Start of Material for this exercise
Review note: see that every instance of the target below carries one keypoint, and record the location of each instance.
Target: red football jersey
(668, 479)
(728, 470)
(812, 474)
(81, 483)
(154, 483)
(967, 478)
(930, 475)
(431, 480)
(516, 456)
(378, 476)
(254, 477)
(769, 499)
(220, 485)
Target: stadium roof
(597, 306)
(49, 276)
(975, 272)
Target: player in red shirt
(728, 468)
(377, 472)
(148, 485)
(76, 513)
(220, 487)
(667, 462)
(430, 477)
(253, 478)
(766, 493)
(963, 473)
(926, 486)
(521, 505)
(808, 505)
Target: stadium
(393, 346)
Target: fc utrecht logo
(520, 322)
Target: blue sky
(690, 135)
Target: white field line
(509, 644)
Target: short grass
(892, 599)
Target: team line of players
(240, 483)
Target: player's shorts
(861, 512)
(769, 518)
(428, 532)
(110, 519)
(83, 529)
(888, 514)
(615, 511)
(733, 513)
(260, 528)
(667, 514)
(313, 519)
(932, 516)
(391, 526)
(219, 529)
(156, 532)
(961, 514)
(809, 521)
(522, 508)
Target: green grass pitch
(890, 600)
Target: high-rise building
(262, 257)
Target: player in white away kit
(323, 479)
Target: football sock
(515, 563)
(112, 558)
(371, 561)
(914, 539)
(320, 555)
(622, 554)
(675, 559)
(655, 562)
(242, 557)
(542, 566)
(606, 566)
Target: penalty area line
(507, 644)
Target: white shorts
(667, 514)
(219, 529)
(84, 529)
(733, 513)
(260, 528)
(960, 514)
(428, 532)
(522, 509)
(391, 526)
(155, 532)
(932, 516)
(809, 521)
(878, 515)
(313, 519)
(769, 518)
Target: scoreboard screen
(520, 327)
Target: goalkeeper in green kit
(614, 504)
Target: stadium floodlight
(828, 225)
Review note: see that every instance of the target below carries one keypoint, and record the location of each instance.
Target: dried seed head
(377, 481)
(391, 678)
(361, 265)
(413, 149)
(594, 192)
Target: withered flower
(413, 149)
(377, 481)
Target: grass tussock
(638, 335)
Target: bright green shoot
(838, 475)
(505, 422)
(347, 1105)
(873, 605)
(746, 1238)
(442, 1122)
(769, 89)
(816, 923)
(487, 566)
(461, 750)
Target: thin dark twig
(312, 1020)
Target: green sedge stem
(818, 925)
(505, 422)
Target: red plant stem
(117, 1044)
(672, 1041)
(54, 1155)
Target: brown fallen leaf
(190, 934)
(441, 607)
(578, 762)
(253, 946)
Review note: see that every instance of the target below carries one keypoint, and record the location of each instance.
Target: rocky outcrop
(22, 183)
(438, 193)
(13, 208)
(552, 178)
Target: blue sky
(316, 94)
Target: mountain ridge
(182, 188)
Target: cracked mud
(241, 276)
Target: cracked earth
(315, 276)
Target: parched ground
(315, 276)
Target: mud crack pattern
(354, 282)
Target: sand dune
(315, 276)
End of Material for this exercise
• **Brief**:
The data must be transcribed in full. Every word stays the same.

• **Answer box**:
Review note: see that every instance of the target below carries one keypoint, and record the location of each instance.
Target: red football jersey
(668, 479)
(728, 470)
(812, 474)
(81, 483)
(154, 483)
(967, 478)
(930, 475)
(431, 480)
(516, 456)
(378, 476)
(254, 477)
(769, 499)
(220, 485)
Target: stadium roof
(597, 306)
(49, 276)
(975, 272)
Target: player in red shirt
(728, 468)
(377, 472)
(148, 485)
(76, 513)
(220, 487)
(667, 462)
(430, 477)
(253, 478)
(766, 493)
(963, 473)
(926, 486)
(521, 505)
(808, 505)
Target: stadium
(393, 346)
Target: fc utrecht logo
(520, 322)
Target: blue sky
(690, 135)
Target: white field line
(509, 644)
Target: short grass
(892, 599)
Target: team line of players
(240, 483)
Target: player's shorts
(861, 512)
(769, 518)
(428, 532)
(110, 519)
(83, 529)
(888, 514)
(615, 511)
(733, 513)
(260, 528)
(667, 514)
(313, 519)
(932, 516)
(391, 526)
(219, 529)
(156, 532)
(961, 514)
(809, 521)
(522, 508)
Target: green grass pitch
(890, 600)
Target: high-rise building
(262, 257)
Target: player in white away kit
(323, 479)
Target: football sock
(515, 563)
(112, 558)
(371, 561)
(914, 539)
(320, 555)
(622, 554)
(675, 559)
(655, 562)
(242, 557)
(542, 566)
(606, 566)
Target: penalty area line
(507, 644)
Target: white shorts
(667, 514)
(219, 529)
(84, 529)
(733, 513)
(260, 528)
(960, 514)
(428, 532)
(522, 509)
(391, 526)
(155, 532)
(932, 516)
(809, 521)
(878, 515)
(313, 519)
(769, 518)
Target: scoreboard screen
(520, 327)
Target: goalkeeper in green kit
(614, 504)
Target: stadium floodlight
(828, 225)
Review note: see that every instance of the target below carries one keypoint, and record the location of each instance.
Target: dried seed head
(377, 481)
(391, 678)
(361, 265)
(413, 149)
(594, 192)
Target: withered flower
(413, 149)
(377, 481)
Target: grass tussock
(638, 335)
Target: bright green shoot
(838, 475)
(505, 422)
(347, 1105)
(873, 605)
(746, 1238)
(442, 1122)
(769, 89)
(816, 923)
(487, 566)
(461, 750)
Target: thin dark twig
(312, 1020)
Target: green sedge stem
(818, 925)
(505, 422)
Target: red plant stem
(117, 1044)
(672, 1041)
(54, 1155)
Target: brown fallen leaf
(190, 934)
(441, 607)
(578, 762)
(253, 946)
Review note: see that every instance of the target below carries one keypoint, and record the location of each instance.
Target: rocky outcrop
(22, 183)
(438, 193)
(13, 208)
(552, 178)
Target: blue sky
(316, 94)
Target: mountain ridge
(182, 188)
Target: cracked mud
(241, 276)
Target: cracked earth
(315, 276)
Target: parched ground
(315, 276)
Target: mud crack pattern
(354, 282)
Target: sand dune
(315, 276)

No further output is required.